#### Exercise:
Copy out the records that appear below, exactly as each one reads.

#### Given records:
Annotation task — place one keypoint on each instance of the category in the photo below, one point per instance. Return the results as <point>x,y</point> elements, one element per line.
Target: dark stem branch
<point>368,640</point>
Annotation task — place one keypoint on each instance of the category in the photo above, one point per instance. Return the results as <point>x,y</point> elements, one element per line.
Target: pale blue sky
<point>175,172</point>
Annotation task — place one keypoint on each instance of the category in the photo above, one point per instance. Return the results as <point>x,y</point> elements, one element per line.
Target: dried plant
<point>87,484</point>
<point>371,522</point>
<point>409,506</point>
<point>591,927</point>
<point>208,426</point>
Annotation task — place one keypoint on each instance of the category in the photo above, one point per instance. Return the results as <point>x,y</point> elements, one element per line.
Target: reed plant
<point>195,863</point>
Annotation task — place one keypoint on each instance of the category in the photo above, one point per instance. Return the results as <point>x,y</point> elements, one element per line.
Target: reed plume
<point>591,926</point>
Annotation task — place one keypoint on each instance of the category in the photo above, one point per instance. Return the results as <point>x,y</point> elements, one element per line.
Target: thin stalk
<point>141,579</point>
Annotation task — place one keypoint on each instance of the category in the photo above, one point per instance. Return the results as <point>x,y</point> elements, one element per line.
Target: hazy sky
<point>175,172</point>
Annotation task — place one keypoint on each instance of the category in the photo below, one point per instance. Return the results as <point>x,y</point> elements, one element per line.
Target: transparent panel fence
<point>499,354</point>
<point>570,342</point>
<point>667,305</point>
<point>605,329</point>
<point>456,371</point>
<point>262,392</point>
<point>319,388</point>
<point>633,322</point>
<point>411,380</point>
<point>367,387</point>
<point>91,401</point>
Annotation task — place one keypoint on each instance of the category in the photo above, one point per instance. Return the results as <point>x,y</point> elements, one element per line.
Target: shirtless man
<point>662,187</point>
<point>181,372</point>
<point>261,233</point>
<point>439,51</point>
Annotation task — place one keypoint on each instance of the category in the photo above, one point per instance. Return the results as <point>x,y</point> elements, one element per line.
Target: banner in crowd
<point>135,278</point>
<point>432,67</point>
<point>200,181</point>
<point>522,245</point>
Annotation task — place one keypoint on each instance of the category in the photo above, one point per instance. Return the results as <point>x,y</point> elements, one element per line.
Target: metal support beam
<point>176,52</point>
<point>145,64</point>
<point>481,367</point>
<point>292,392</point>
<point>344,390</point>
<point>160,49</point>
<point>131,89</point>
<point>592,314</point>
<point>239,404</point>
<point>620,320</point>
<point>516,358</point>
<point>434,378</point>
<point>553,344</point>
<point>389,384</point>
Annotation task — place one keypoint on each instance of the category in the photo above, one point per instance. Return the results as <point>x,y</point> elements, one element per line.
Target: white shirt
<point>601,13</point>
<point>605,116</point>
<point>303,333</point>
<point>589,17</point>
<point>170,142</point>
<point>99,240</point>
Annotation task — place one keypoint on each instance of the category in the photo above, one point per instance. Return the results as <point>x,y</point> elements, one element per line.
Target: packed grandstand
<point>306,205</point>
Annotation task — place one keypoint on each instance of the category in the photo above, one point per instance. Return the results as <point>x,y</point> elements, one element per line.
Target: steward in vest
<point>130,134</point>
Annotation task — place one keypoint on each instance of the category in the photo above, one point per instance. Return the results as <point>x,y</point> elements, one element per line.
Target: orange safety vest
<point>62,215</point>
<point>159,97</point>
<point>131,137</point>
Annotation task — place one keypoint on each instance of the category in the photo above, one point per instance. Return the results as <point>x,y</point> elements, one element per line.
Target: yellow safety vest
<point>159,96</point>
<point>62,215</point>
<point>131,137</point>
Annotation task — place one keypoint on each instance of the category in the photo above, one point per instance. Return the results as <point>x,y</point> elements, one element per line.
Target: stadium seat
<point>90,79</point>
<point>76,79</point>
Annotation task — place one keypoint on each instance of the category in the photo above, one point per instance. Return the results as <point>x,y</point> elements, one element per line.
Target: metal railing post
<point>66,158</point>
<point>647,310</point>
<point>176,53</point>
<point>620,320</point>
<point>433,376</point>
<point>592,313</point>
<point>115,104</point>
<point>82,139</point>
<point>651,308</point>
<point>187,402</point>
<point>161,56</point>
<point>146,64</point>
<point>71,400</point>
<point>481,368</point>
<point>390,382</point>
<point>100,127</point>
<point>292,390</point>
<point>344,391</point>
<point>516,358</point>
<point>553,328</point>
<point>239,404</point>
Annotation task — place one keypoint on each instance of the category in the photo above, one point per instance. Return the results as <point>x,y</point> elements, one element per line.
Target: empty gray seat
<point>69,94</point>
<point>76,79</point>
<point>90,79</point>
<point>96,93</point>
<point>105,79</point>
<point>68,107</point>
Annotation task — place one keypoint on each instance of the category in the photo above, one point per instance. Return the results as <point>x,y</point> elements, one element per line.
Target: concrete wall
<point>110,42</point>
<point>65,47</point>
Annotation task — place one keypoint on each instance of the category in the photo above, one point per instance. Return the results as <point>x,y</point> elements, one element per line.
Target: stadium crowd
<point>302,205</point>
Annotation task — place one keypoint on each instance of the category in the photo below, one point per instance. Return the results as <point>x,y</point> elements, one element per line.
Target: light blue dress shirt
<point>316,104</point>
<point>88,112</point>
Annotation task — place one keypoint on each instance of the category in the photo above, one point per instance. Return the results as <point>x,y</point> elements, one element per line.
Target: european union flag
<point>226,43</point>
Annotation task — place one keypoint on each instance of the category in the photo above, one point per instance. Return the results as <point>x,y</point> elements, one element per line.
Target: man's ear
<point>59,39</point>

#### Solution:
Annotation task — place one keypoint on each instance of the category in the photo below, one point per instance. Return the results as <point>x,y</point> elements, one element per line.
Target: dark stem branch
<point>368,640</point>
Annotation task — place one keypoint on each instance of the category in the photo above, one point per instance. Return the results as <point>x,y</point> elements, one element per line.
Target: pale blue sky
<point>175,172</point>
Annotation task — place one keypoint on each instance of the category in the photo above, one point per instance. Return the results as <point>x,y</point> elements, one element per line.
Target: dried plant
<point>87,484</point>
<point>371,522</point>
<point>409,506</point>
<point>591,927</point>
<point>208,426</point>
Annotation task — place one keypoint on each instance of the category in the photo above, one point per instance. Return the results as <point>x,y</point> elements, one element per line.
Target: reed plant
<point>195,863</point>
Annotation task — place one keypoint on each instance of the category in the photo above, one point per instance. Return the results as <point>x,y</point> elements, one element per line.
Target: reed plume
<point>591,926</point>
Annotation task — place one keypoint on each instance of the category in the photo above, one point per instance. Return the results as <point>x,y</point> elements, one element per line.
Target: thin stalk
<point>141,579</point>
Annotation task — place one keypoint on each instance of the category in the photo above, one point per instance. Return the results as <point>x,y</point> elements, one element per line.
Target: hazy sky
<point>175,172</point>
Annotation task — place one keypoint on each instance of the category in the photo below, one point per instance. Return the results as <point>x,y</point> elements, one element per line.
Target: transparent panel fence
<point>499,354</point>
<point>570,342</point>
<point>667,305</point>
<point>605,329</point>
<point>456,371</point>
<point>262,392</point>
<point>319,388</point>
<point>633,322</point>
<point>411,380</point>
<point>367,387</point>
<point>91,401</point>
Annotation task — place one keypoint on each instance of the category in the photo above, one point per instance. Return the results as <point>x,y</point> elements, one element per line.
Target: shirtless man
<point>662,187</point>
<point>181,372</point>
<point>261,233</point>
<point>439,51</point>
Annotation task — place one keypoint on each instance of the category in the photo above, one point per instance. Return the results as <point>x,y</point> elements, one element per line.
Target: banner in crowd
<point>135,278</point>
<point>432,67</point>
<point>200,181</point>
<point>522,245</point>
Annotation task — place one keypoint on each instance of the category in the photo above, one point per instance. Return the results as <point>x,y</point> elements, one element per line.
Target: metal support beam
<point>176,52</point>
<point>145,64</point>
<point>481,367</point>
<point>292,392</point>
<point>344,390</point>
<point>160,49</point>
<point>131,89</point>
<point>592,314</point>
<point>239,404</point>
<point>620,320</point>
<point>516,358</point>
<point>434,378</point>
<point>553,344</point>
<point>389,384</point>
Annotation task — place one keypoint on each instance of the category in the photo above, one point per instance. Return the results as <point>x,y</point> elements, one element per line.
Target: white shirt
<point>601,13</point>
<point>605,116</point>
<point>303,333</point>
<point>589,17</point>
<point>170,142</point>
<point>99,240</point>
Annotation task — place one keypoint on each instance of the category in the photo above, one point per instance. Return the results as <point>x,y</point> elements, one element per line.
Target: packed grandstand
<point>306,205</point>
Annotation task — place one keypoint on each instance of the category in the photo above, one point per instance. Return the results as <point>x,y</point> elements, one element per line.
Target: steward in vest
<point>130,134</point>
Annotation task — place one keypoint on each instance of the category in the photo above, one point per instance. Return the results as <point>x,y</point> elements, one element per line.
Target: orange safety vest
<point>62,215</point>
<point>159,97</point>
<point>131,137</point>
Annotation task — place one keypoint on each instance of the category in the photo above, one point per instance. Return the results as <point>x,y</point> elements, one element per line.
Target: yellow safety vest
<point>159,96</point>
<point>62,215</point>
<point>131,137</point>
Annotation task — place one keypoint on each instance of the category in the photo above, one point per instance. Return the results as <point>x,y</point> elements, one element per line.
Target: stadium seat
<point>90,79</point>
<point>76,79</point>
Annotation task — place one keypoint on each instance of the category in the photo above, one point per instance. Return the results as <point>x,y</point> elements, one element per line.
Target: metal railing post
<point>66,158</point>
<point>647,310</point>
<point>176,53</point>
<point>620,320</point>
<point>433,376</point>
<point>592,313</point>
<point>115,104</point>
<point>82,139</point>
<point>651,308</point>
<point>187,402</point>
<point>161,56</point>
<point>146,64</point>
<point>71,400</point>
<point>481,368</point>
<point>390,382</point>
<point>100,127</point>
<point>292,390</point>
<point>344,391</point>
<point>516,358</point>
<point>553,328</point>
<point>239,404</point>
Annotation task — place one keypoint on each instance of the category in the photo above, one point per instance. Return the results as <point>x,y</point> elements, one element per line.
Target: empty gray seat
<point>69,94</point>
<point>76,79</point>
<point>90,79</point>
<point>96,93</point>
<point>105,79</point>
<point>68,107</point>
Annotation task — place one keypoint on each instance of the category in the photo above, one point per instance. Return the results as <point>x,y</point> elements, one element per line.
Target: concrete wall
<point>110,42</point>
<point>65,47</point>
Annotation task — place one keypoint on each instance of the category in the photo above, one point per instance. Return the results as <point>x,y</point> elements, one element per line.
Target: stadium crowd
<point>302,205</point>
Annotation task — place one keypoint on each instance of the category in the photo below, one point per instance. Return the results as <point>x,y</point> elements, one element per line.
Target: light blue dress shirt
<point>316,104</point>
<point>88,112</point>
Annotation task — place one keypoint on each instance of the category in the photo above, one point per instance. Return the results as <point>x,y</point> elements, one element per line.
Target: european union flag
<point>226,43</point>
Annotation task — place one keypoint on each instance of the category in the photo above, one point per instance. Return the results as <point>x,y</point> elements, one element per line.
Target: man's ear
<point>59,39</point>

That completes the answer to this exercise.